Task prompt: Which lines of the records below contain the word "List"? Report each of them in full.

Materials provided:

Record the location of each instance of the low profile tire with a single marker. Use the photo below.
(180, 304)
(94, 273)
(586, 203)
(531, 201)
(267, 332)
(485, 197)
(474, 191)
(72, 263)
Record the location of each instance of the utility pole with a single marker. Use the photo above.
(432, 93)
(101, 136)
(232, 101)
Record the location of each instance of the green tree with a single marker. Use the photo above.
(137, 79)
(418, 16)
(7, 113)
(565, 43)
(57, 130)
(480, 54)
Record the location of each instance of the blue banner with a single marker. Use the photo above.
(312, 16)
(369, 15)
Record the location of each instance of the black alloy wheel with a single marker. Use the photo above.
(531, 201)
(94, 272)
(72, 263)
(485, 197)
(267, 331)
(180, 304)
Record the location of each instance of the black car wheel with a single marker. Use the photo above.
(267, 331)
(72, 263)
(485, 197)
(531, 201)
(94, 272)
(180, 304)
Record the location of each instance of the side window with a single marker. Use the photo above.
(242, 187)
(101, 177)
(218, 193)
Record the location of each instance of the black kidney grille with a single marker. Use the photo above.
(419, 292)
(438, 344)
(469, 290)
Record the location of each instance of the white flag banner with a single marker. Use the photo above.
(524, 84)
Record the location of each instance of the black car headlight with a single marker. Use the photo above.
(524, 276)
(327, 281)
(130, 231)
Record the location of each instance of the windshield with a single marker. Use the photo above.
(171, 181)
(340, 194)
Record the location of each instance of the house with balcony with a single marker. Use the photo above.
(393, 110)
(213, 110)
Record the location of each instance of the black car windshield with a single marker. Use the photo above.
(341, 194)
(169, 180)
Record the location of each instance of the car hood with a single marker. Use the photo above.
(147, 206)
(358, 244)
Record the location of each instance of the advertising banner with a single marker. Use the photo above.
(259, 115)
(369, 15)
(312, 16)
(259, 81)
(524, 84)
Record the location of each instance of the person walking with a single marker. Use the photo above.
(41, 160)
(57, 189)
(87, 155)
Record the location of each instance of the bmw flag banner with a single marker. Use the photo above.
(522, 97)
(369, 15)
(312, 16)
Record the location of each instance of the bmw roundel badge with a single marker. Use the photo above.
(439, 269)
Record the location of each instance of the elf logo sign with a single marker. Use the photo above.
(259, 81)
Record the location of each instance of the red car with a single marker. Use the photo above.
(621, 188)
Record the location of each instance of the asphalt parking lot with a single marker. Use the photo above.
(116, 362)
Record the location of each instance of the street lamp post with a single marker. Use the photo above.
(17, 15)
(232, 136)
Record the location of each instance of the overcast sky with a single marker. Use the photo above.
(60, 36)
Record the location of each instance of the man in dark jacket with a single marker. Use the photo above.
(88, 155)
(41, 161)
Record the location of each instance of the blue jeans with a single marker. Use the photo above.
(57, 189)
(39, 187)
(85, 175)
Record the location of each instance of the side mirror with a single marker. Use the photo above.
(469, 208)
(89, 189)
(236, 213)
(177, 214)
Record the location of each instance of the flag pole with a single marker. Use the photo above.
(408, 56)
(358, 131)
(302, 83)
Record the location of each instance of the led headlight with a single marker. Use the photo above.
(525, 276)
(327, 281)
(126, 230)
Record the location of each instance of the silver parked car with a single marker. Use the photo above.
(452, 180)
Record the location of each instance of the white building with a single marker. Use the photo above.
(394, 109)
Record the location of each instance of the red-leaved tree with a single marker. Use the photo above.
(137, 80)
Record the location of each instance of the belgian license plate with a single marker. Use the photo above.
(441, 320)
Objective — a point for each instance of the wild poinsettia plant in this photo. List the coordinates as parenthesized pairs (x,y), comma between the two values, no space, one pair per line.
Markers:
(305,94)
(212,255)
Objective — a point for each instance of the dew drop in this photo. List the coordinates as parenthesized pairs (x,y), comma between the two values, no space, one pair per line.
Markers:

Worked solution:
Objective — a point for each instance of the wild poinsettia plant in this photo. List the coordinates as parenthesized pairs (x,y), comma between the two values, no space, one pair per line.
Objective — a point for each instance of the dew drop in this photo. List the coordinates as parenthesized pairs (x,y), comma between the two values, no space, one pair per line.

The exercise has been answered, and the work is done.